▸ **EXERCISE DATA**:
_____
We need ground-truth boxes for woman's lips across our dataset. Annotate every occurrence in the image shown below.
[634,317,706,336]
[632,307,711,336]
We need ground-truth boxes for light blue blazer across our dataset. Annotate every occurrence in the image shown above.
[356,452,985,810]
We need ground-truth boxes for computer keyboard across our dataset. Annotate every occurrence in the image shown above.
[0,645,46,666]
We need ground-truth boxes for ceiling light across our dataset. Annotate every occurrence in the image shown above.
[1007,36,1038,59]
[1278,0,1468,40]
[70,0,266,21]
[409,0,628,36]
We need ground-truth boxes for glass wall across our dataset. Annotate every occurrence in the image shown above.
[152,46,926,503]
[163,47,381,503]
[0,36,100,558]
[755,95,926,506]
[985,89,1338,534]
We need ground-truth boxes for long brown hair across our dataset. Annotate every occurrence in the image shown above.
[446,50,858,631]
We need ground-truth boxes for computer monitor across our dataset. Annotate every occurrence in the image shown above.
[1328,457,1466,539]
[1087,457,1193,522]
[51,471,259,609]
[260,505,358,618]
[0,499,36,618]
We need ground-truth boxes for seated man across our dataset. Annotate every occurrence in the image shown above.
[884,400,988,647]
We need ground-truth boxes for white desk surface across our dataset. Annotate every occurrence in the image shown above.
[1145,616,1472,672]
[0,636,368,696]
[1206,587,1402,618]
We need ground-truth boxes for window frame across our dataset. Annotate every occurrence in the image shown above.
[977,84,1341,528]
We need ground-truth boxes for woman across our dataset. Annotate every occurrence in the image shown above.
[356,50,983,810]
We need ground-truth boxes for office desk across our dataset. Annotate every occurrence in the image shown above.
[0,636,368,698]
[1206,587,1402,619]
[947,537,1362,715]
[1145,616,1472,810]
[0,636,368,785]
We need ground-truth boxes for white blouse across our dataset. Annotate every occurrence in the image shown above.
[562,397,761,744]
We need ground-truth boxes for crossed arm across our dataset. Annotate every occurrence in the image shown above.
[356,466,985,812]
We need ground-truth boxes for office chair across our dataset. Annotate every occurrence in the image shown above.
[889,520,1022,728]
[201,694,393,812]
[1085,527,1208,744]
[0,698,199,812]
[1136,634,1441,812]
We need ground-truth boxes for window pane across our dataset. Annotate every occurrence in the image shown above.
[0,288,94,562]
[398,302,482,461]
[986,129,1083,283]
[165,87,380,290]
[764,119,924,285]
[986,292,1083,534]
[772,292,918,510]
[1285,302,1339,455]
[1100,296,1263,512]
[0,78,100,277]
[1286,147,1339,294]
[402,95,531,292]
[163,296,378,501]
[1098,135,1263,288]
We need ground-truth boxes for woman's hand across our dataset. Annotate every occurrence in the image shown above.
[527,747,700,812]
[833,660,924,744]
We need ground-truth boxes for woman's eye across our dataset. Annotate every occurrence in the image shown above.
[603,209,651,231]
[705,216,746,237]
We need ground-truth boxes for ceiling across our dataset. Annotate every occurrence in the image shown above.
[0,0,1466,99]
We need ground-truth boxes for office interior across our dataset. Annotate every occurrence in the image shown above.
_____
▸ **TASK TO CARRY OUT**:
Rewrite the listing above, putting "reference boxes" wherever "ground-truth boxes" occurs and leaving every other word unchanged.

▸ **FINISHED EXERCISE**:
We need reference boxes for woman's lips across our dataset. Annotate every occurrence in the image shown below.
[634,317,706,336]
[632,307,711,336]
We need reference boxes for light blue blazer across our dataset. Annotate every occurrence in the image shown above.
[356,452,985,810]
We need reference boxes for computer keyboard across our dataset. Annotate every occurrence in the image shown above.
[0,645,46,666]
We need reference boxes for ceiling light across our dataset. Annotate every occurrence in the image shown above.
[1007,36,1038,59]
[1278,0,1468,40]
[70,0,266,21]
[409,0,628,36]
We need reference boxes for glass wall across our dataset. Annotate every occurrence in the image shown above.
[152,46,926,503]
[163,47,381,503]
[0,36,100,558]
[755,95,926,506]
[985,89,1338,534]
We need reference boxes for long brown hair across our dataset. Annotate every occurrence in the image shown above.
[446,50,858,631]
We need reference boxes for computer monitor across our dataset. Annotate every occurrence in the image shown above.
[1328,457,1466,539]
[1087,457,1193,522]
[51,471,259,609]
[260,505,358,618]
[0,499,36,618]
We need reference boxes for seated man across our dataset. Annotate every occurrence in the image shown above.
[884,400,988,647]
We need reference boxes for white desk surface across our dataset. Annotate every occurrence in the image shown above.
[1145,616,1472,672]
[0,636,368,696]
[1206,587,1402,618]
We need reference boxes for window frame across our dataset. Annotate every occurrence in the image shown above.
[977,84,1341,528]
We need reference boxes for woman across our dataset. Annotate every occurrence in the image shown above.
[356,50,983,810]
We need reference boxes for office desk across our dataset. Annotate every occurrence in the image shown above.
[0,636,368,698]
[1206,587,1402,619]
[947,537,1362,715]
[1145,616,1472,810]
[0,636,368,785]
We need reference boxes for white blouse across our dataset. Annotate every occurrence in the image shown above.
[562,397,761,744]
We need reference boxes for crossed arm across our dataset. Annotate every occurrence in the image shown above.
[356,466,985,812]
We need reference boxes for office chair across our dataset. Annotate every occurrence in the image shown above.
[889,520,1022,728]
[201,694,393,812]
[1085,527,1208,744]
[0,698,199,812]
[1136,634,1441,812]
We need reference boxes for window pane across our dataset. Annotate every occurrence in the image shown above.
[0,288,94,562]
[398,302,482,461]
[986,129,1083,283]
[165,87,380,290]
[764,119,924,285]
[986,292,1083,534]
[772,292,918,510]
[1285,302,1339,455]
[1100,296,1263,512]
[0,78,100,277]
[1286,147,1339,294]
[402,95,531,292]
[163,296,378,501]
[1098,135,1263,288]
We need reference boxes for woman's hand across our dataset. Annotate every occurrence in the image shown above.
[527,747,700,812]
[833,660,924,744]
We need reference boxes for woman's eye across our dataset. Annotate every occurrence in the image shown above.
[603,209,651,231]
[705,216,746,237]
We need reference boxes for ceiling across our dataset. Annotate every occurrence in the image shown above.
[0,0,1466,99]
We need reference boxes for office interior across our dataset. Annotate every occurrence in the image shown above.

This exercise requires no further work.